A Flag, a Song and a Pinch of Salt

Home > Other > A Flag, a Song and a Pinch of Salt > Page 9
A Flag, a Song and a Pinch of Salt Page 9

by Subhadra Sen Gupta


  Naoroji was one of the founders of the Indian National Congress, attending its first meeting in 1885. As a shrewd political strategist he recognized quickly that this could be the organization that could lead the campaign to win more political rights for Indians. He became the mentor of younger leaders and members affectionately called him ‘The Grand Old Man’. As he said later in life, ‘Is it vanity that I should take a great pleasure in being hailed as the Grand Old Man of India? No, that title, which speaks volumes for the warm, grateful and generous hearts of my countrymen, is to me, whether I deserve it or not, the highest reward of my life.’

  Naoroji was elected thrice as the president of the Congress—in 1886 and 1906 at the sessions in Calcutta and in 1893 at Lahore. In 1893 he returned to Bombay right after winning his seat in the House of Commons and the news had spread like wildfire through the country. The Governor of Bombay was waiting to greet him when his ship docked at the port. Then when he travelled to attend the Congress session, his journey from Bombay to Lahore was like a victory parade, with joyous crowds waiting at every railway station with garlands.

  The 1906 session in Calcutta was in comparison a sad occasion and fraught with conflict between the Extremists led by Tilak and the Moderate faction of Gokhale, both groups wanting their own candidate as president. Leaders feared that the party would break up; so the eighty-one-year-old Naoroji was requested to accept the post and play peacemaker as he was a friend of both Tilak and Gokhale. The strategy worked, as no Congressman could oppose his election. In his presidential address Naoroji said that Indians could not expect real self-government under the British; he called for Swaraj and endorsed the campaign of boycott and Swadeshi.

  Naoroji will be remembered most for what came to be called the Drain Theory. He had used his superlative business brain to study the Indian economy carefully and came to the conclusion that the wealth of India was being drained away to make Britain rich. And Naoroji was not just talking theories—he was giving hard facts and figures that the government could not deny.

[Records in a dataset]
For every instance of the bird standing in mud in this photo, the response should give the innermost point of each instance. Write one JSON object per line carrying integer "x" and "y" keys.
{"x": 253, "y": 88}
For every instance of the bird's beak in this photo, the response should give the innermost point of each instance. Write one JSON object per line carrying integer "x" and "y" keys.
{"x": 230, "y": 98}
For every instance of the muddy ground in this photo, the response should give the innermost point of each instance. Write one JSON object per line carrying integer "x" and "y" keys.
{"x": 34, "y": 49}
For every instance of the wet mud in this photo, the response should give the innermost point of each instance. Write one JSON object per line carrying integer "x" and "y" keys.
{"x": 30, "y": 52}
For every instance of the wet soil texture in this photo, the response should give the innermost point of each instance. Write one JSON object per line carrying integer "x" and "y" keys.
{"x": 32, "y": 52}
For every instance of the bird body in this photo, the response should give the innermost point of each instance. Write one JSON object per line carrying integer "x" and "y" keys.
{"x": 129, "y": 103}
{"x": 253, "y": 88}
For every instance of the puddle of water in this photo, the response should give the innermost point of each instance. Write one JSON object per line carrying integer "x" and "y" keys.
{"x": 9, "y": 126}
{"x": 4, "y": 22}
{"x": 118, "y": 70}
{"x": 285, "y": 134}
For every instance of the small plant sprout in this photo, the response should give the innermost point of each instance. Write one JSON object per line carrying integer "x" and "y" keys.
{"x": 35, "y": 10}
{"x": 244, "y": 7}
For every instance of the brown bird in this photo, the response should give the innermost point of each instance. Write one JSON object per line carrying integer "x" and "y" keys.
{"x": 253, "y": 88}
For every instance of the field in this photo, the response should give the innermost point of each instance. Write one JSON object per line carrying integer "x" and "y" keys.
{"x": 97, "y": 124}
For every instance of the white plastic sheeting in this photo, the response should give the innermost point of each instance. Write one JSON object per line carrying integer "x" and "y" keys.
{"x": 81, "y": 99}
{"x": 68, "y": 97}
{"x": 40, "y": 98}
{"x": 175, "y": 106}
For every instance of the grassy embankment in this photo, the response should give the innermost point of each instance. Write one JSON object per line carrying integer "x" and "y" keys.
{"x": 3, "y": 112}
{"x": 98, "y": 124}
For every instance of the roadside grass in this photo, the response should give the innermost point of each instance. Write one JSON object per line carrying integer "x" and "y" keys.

SET EXERCISE 1 |
Decide whether each statement agrees with the passage on Naoroji, answering yes or no and quoting the words of the passage that settle it: (a) Naoroji attended the first meeting of the Indian National Congress in 1885. (b) Naoroji was elected president of the Congress twice. (c) Naoroji was eighty-one years old at the 1906 session in Calcutta.
SET EXERCISE 2 |
Print the part of the passage on Naoroji that opens with the words containing "Naoroji was elected" and closes with "station with garlands.".

FINISHED ANSWER 1 |
(a) Yes: "attending its first meeting in 1885"
(b) No: "Naoroji was elected thrice as the president of the Congress"
(c) Yes: "so the eighty-one-year-old Naoroji was requested to accept the post"

FINISHED ANSWER 2 |
Naoroji was elected thrice as the president of the Congress—in 1886 and 1906 at the sessions in Calcutta and in 1893 at Lahore. In 1893 he returned to Bombay right after winning his seat in the House of Commons and the news had spread like wildfire through the country. The Governor of Bombay was waiting to greet him when his ship docked at the port. Then when he travelled to attend the Congress session, his journey from Bombay to Lahore was like a victory parade, with joyous crowds waiting at every railway station with garlands.